Distributed Index with Pinecone

For production, consider managed vector databases:

import pinecone

class PineconeIndex:
    """Managed vector index using Pinecone."""

    def __init__(self, api_key: str, environment: str, index_name: str):
        pinecone.init(api_key=api_key, environment=environment)

        # Create index if not exists
        if index_name not in pinecone.list_indexes():
            pinecone.create_index(
                name=index_name,
                dimension=512,
                metric="cosine",
                pods=4,
                pod_type="p2.x1"  # Performance tier
            )

        self.index = pinecone.Index(index_name)

    async def upsert(self, vectors: List[tuple]):
        """Upsert vectors: (id, embedding, metadata)."""
        # Batch upserts
        batch_size = 100
        for i in range(0, len(vectors), batch_size):
            batch = vectors[i:i + batch_size]
            self.index.upsert(vectors=[
                (id, emb.tolist(), meta) 
                for id, emb, meta in batch
            ])

    async def search(self, query: np.ndarray, k: int = 100,
                    filter: dict = None) -> List[dict]:
        """Search with optional metadata filter."""
        results = self.index.query(
            vector=query.tolist(),
            top_k=k,
            filter=filter,
            include_metadata=True
        )

        return [
            {
                "id": match.id,
                "score": match.score,
                "metadata": match.metadata
            }
            for match in results.matches
        ]

Index Trade-offs

Index Type Build Time Query Time Recall Memory
Flat (exact) O(n) O(n) 100% 100%
IVF O(n) O(√n) 95%+ 100%
IVF+PQ O(n) O(√n) 90%+ 10%
HNSW O(n log n) O(log n) 98%+ 130%

Recommendation: - < 1M vectors: HNSW (best accuracy) - 1M-100M vectors: IVF+PQ (good balance) - 100M+ vectors: Distributed (Pinecone, Milvus)

▶ _Complete the following_
• A. Using the Pinecone index excerpt, decide whether each statement agrees with it: (i) the index is created with a dimension of 512; (ii) vectors are upserted in batches of 50; (iii) IVF+PQ is recommended for collections of fewer than one million vectors. For each, answer yes or no and quote the words that decide it.
• B. In one to three sentences, explain why the Pinecone index excerpt recommends HNSW for collections of fewer than one million vectors.
• C. According to the Pinecone index excerpt, which metric is specified when the index is created?

▶ _Listed entries_
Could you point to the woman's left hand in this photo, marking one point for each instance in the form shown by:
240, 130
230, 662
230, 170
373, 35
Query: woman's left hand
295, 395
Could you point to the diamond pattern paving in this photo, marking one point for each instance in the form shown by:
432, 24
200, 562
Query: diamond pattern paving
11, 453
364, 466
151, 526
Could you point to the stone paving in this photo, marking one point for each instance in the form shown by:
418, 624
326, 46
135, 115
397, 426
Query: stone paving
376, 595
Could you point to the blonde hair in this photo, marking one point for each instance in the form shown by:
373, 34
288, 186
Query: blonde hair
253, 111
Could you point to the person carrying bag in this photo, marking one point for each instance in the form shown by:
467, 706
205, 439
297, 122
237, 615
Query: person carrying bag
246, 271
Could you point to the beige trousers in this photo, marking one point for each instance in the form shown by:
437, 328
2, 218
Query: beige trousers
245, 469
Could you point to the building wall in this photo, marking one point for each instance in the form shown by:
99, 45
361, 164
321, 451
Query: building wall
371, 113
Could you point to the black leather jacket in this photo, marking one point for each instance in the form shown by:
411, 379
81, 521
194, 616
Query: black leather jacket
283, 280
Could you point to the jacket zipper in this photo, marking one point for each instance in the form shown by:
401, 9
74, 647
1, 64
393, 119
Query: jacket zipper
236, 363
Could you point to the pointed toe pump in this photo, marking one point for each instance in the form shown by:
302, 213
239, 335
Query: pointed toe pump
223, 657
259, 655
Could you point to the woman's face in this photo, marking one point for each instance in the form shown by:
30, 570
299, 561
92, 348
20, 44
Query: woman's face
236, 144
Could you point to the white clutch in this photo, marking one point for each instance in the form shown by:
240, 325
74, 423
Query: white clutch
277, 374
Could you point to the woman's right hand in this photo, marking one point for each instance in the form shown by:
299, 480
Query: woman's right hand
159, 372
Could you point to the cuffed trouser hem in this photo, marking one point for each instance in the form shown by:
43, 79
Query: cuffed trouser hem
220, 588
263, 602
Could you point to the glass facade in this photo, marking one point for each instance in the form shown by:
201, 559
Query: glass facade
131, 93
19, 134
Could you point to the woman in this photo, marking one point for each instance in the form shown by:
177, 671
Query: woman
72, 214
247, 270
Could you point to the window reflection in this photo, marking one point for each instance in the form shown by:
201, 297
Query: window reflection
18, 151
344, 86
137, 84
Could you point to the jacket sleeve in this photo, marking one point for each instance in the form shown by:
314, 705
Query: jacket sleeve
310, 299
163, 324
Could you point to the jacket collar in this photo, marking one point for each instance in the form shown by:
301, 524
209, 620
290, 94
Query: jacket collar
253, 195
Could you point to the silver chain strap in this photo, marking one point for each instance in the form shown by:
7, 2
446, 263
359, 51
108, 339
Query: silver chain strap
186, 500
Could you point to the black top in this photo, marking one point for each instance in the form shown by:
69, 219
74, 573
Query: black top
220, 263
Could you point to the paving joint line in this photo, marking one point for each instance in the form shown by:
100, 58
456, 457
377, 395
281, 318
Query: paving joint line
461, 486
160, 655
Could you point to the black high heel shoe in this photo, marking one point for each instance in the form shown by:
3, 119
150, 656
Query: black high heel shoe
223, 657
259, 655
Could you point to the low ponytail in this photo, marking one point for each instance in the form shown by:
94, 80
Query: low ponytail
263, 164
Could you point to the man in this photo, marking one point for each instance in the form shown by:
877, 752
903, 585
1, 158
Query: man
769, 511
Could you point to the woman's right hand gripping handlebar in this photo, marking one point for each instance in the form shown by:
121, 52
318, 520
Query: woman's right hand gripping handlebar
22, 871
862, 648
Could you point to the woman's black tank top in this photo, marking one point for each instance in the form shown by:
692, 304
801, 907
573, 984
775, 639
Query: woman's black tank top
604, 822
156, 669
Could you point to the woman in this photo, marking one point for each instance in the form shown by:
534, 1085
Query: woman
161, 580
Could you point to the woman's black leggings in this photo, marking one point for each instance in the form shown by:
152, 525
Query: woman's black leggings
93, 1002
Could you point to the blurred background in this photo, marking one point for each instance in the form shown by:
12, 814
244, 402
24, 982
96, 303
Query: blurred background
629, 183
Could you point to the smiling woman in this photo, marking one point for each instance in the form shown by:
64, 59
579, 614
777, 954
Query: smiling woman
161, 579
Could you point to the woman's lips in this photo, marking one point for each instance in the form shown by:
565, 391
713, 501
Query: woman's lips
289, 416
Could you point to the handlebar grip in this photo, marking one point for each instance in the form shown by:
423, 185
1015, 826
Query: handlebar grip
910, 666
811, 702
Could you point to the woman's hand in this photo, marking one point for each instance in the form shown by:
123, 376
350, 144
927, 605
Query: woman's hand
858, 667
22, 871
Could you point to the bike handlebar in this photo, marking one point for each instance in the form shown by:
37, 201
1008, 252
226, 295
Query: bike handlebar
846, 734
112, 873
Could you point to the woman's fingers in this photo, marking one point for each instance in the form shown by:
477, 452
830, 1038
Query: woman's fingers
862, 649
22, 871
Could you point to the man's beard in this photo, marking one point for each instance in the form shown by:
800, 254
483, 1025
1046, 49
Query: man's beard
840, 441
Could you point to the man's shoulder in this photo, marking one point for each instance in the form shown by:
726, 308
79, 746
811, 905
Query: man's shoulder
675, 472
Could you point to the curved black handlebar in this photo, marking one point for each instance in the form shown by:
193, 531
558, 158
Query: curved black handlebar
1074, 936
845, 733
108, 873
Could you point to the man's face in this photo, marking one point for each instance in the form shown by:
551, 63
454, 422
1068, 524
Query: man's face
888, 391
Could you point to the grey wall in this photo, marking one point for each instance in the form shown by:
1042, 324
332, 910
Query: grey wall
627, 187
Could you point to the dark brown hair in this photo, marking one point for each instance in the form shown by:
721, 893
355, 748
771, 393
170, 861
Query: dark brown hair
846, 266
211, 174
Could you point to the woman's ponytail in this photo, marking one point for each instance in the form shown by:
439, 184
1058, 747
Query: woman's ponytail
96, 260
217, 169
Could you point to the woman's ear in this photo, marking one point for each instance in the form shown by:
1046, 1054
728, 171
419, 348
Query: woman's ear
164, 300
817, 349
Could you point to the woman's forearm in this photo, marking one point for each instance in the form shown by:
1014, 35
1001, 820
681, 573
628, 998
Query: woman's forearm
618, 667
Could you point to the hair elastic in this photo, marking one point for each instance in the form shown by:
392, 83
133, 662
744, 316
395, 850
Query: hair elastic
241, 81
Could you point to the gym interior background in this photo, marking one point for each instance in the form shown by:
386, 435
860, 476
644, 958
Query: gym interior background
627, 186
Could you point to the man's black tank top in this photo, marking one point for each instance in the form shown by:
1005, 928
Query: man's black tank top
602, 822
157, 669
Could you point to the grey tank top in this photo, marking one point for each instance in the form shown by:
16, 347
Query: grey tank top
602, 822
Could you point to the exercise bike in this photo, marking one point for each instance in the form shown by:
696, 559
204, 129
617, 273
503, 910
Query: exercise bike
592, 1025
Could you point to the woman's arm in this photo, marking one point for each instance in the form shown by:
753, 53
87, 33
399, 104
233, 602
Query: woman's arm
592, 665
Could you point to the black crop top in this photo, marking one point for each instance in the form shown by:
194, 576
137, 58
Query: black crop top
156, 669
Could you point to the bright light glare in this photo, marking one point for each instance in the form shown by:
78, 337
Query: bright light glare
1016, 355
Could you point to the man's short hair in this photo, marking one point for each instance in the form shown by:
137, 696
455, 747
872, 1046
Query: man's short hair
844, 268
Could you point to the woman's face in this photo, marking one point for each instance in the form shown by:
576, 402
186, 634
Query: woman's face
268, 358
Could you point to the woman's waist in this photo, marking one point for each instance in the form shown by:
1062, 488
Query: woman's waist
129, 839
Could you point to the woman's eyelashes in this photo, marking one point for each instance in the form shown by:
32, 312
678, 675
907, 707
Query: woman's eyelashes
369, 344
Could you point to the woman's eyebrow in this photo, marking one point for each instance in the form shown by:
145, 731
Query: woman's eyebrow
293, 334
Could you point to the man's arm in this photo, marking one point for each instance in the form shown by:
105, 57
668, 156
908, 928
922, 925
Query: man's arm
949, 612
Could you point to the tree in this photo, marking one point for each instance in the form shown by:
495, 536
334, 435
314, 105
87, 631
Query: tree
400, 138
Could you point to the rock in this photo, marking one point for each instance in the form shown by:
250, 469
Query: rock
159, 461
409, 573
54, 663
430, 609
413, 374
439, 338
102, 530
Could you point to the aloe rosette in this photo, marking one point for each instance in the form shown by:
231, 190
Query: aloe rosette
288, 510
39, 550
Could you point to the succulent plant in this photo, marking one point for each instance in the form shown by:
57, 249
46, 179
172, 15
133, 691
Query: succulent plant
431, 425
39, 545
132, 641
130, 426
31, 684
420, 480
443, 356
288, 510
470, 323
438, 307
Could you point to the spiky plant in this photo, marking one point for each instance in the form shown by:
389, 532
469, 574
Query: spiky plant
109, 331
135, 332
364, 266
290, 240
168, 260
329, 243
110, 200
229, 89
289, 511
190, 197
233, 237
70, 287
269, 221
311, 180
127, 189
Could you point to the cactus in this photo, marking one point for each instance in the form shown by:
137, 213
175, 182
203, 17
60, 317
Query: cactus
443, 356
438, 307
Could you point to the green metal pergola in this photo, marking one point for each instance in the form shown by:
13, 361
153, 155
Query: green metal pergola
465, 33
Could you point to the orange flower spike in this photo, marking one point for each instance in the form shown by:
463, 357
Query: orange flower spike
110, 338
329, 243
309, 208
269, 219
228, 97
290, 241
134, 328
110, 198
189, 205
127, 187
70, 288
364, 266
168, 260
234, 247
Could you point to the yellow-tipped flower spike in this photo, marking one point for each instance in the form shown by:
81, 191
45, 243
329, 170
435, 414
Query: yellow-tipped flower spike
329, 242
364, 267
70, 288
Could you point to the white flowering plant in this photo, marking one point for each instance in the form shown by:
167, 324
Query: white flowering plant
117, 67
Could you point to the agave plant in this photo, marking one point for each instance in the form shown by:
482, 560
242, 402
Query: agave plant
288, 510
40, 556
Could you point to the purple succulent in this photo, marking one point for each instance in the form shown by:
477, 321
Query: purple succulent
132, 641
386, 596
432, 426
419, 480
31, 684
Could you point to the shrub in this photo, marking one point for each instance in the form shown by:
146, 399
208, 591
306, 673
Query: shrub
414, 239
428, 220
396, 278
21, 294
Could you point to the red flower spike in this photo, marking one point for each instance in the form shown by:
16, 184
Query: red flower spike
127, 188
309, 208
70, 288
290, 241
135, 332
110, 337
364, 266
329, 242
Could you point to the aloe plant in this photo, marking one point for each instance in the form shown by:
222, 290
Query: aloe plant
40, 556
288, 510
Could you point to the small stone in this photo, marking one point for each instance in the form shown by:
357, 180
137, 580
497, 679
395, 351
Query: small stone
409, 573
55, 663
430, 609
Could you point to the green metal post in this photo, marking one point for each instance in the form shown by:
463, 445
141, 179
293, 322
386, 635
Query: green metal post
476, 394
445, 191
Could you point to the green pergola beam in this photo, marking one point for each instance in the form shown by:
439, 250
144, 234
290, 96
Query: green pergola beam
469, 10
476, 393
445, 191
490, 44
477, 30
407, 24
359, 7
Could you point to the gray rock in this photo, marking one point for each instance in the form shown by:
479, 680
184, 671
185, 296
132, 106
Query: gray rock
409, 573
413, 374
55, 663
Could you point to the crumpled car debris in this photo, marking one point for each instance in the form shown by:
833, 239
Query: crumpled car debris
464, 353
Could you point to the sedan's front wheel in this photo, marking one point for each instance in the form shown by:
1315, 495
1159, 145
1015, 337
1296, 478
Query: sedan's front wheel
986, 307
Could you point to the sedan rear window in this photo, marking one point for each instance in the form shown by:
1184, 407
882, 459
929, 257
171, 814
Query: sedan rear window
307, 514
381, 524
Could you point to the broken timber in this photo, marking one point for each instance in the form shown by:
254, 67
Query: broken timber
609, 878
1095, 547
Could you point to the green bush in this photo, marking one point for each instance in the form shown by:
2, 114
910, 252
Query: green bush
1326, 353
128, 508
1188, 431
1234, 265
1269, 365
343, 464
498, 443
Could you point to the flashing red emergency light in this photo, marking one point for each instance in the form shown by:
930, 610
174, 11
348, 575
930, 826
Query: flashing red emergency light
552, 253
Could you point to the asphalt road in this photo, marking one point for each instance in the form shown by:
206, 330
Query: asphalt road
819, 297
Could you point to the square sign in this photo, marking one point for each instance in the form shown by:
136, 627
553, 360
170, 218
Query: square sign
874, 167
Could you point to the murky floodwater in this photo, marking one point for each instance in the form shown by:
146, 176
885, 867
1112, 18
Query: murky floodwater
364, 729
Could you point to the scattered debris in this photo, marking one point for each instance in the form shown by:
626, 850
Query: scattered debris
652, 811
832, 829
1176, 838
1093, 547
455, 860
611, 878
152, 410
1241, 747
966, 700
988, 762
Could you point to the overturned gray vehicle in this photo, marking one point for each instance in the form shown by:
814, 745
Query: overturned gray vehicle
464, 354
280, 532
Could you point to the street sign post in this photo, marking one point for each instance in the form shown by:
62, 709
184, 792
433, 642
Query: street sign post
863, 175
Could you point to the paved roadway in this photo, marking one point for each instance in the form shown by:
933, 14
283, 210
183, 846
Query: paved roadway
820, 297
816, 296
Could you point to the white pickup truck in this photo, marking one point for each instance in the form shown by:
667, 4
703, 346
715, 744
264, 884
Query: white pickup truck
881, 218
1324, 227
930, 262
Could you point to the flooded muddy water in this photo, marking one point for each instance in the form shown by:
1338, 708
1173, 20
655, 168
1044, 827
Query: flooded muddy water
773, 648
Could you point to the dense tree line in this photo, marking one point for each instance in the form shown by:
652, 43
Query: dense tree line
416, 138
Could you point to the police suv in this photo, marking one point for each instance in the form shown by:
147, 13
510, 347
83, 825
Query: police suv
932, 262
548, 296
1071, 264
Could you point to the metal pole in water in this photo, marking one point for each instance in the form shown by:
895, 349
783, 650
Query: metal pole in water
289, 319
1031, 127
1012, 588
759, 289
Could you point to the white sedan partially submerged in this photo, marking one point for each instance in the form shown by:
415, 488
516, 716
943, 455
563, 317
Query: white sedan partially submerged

▶ _Written responses_
• A.
(i) Yes: "dimension=512".
(ii) No: "batch_size = 100".
(iii) No: "< 1M vectors: HNSW (best accuracy)".

• B. The excerpt recommends HNSW for fewer than one million vectors because it gives the best accuracy.

• C. The cosine metric.